下にある皇女の恋と結婚についての文章を、最後の文の後から書き継いでください。
***** 本文抜粋
式子内親王は賀茂斎院経験者だったが、
藤原定家と恋に落ちてしまったと一般に思われている。
やっきになって否定する論文があるが、
皇女の恋はそこまでタブーなのだろうか。
時代は違うが後朱雀天皇と禎子内親王の間に生まれた
娟子内親王(1032~1103)は母后や姉弟
と同居していた御所を
脱走して3歳年下の源俊房の妻になったので
狂斎院といわれた。駆け落ちしないと結婚できない
のだろうが、これでは外聞が悪すぎる。
この内親王は俊房の正妻の座を一生保ったという。
醍醐天皇皇女で斎院退下後に陽成天皇の第一皇子、
源清蔭(884~950)に降嫁している韶子内親王
(918~980)は政略結婚だろう。年が離れすぎ。
じいさん夫が死ぬと、橘惟風と再婚したらしい。
**********
***** 記録の抜粋
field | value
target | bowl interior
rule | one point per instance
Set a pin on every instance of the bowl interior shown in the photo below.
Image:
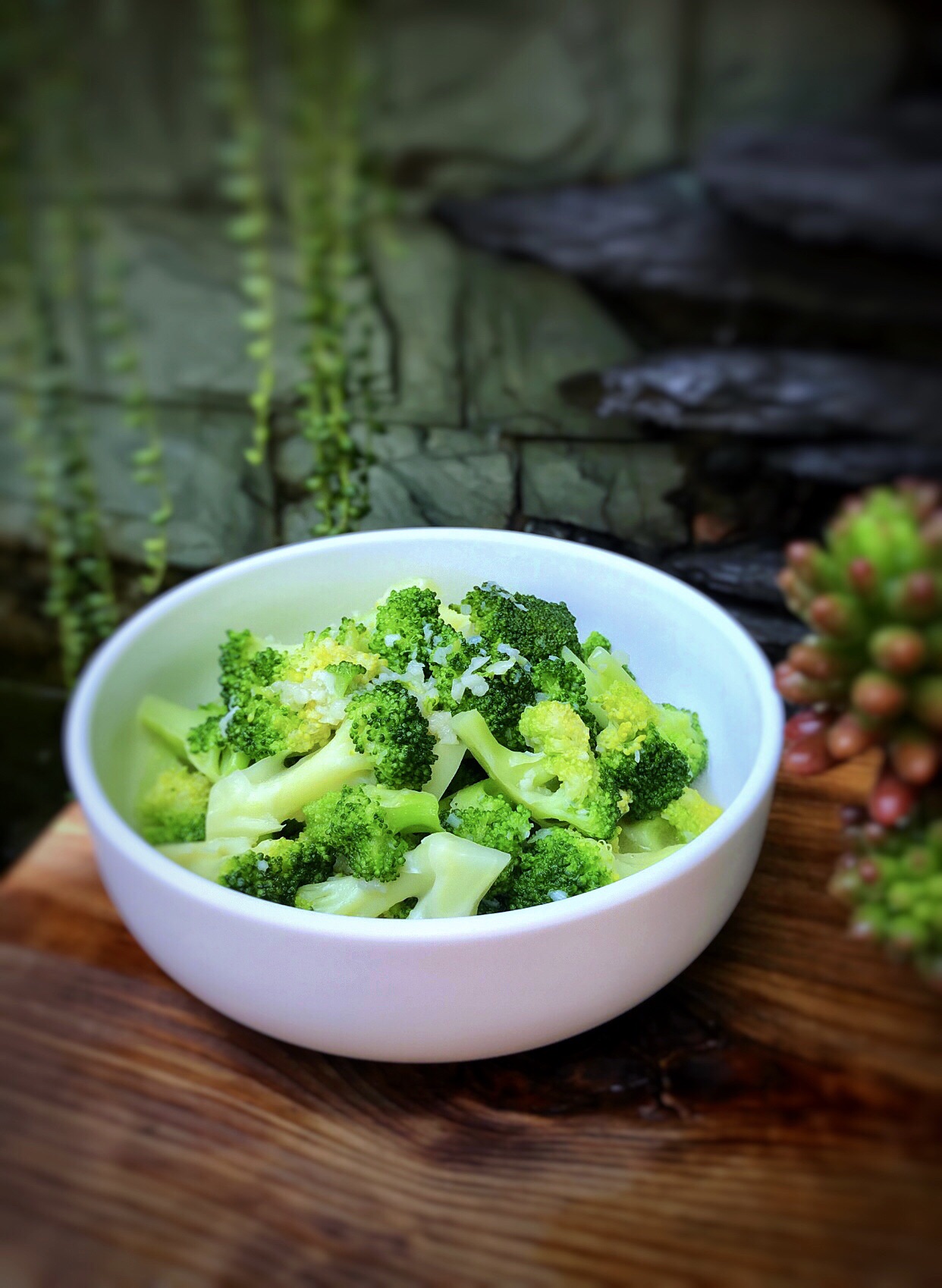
(682, 648)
**********
## 最終結果:
なぜか醍醐天皇の12人の皇女のほとんどが結婚している。
次の村上天皇の皇女は2人が降嫁しただけ。
盛子内親王は藤原顕光の北の方となり、
一条天皇女御、元子や小一条院妃の延子らの母となったが
保子内親王と藤原兼家の結婚は破綻したという。
藤原道長の祖父、藤原師輔は臣下として
初めて内親王と結婚したことで有名。最初、4つ年上の勤子内親王と結婚したが、彼女を亡くすと伊勢斎宮だった妹の雅子内親王と結婚。為光ら4人の子女の母となった雅子にも先立たれると懲りずに村上天皇の同母姉、康子内親王に密通して
藤原公季ら2人の息子を産ませた。康子は高齢出産のせいで体力消耗したのか36歳の若さで死んでしまった。箱いっぱいの手縫いのしとうずが残されていて師輔は涙したとか。
三条天皇第一皇女の当子内親王が伊勢斎宮を退下後、
藤原道雅とうわさになったとき、父帝は激怒したが
世間の反応は
「退下したら別に自由でいいじゃん。」
という感じで、兄宮たちも
「父帝がなぜそこまで怒るのか理解不能だ」
と妹をかばったという。
もっとも、道雅は素行不良でのちに殺人の首謀者
になり、左京大夫という閑職に左遷されたので
父親の見る目は正しかったものと思われる。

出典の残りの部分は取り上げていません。